Could you swap "tag" for "mark" throughout the records and give them back otherwise unchanged, leaving out the pictures?

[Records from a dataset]
+===+
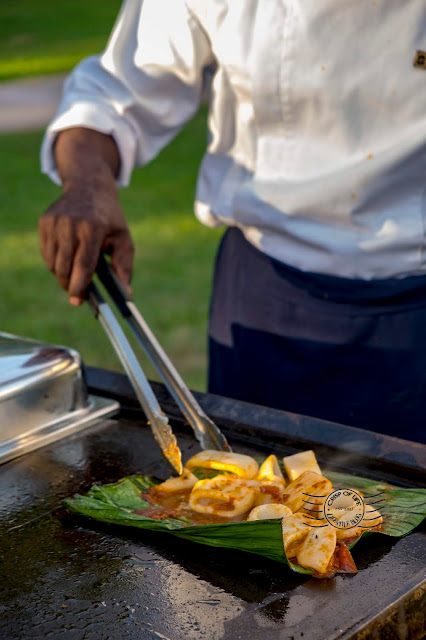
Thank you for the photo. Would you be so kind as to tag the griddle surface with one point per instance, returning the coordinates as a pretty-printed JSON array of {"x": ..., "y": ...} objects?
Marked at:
[{"x": 69, "y": 577}]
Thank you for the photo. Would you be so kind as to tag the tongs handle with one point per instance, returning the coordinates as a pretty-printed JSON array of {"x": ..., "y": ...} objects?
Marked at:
[
  {"x": 206, "y": 432},
  {"x": 157, "y": 419}
]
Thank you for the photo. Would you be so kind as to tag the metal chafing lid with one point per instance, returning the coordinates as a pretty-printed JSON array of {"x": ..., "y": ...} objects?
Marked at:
[{"x": 23, "y": 361}]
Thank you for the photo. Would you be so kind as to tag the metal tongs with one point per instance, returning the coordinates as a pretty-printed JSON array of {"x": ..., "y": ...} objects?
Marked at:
[{"x": 206, "y": 432}]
+===+
* _WRITTEN SOLUTION_
Thank you for the photo. Would you be so kind as to mark the griddle surface with one point per instance, returning the coordinates as a pretty-printed JSON array of {"x": ..., "y": ...} objects?
Marked at:
[{"x": 69, "y": 577}]
Thank you for the photo. Would you be so kind as to mark the tongs handle with one point per instance, returning the coordinates as a pretty-printed JSON array of {"x": ..., "y": ...} objects?
Marked at:
[
  {"x": 206, "y": 432},
  {"x": 157, "y": 419}
]
Thank you for the photo. Would you be so kind as to mark the metal chafing lid with one point per instance, returning the coordinates as a pretty-printed JSON array of {"x": ..., "y": ...} objects?
Marked at:
[{"x": 23, "y": 361}]
Thank you for the photo. Would you be so kind as to mark the metal tongs with one point per instance, returning the coordinates as a pretty-printed JSON array of {"x": ..., "y": ...} objects?
Marked at:
[{"x": 206, "y": 432}]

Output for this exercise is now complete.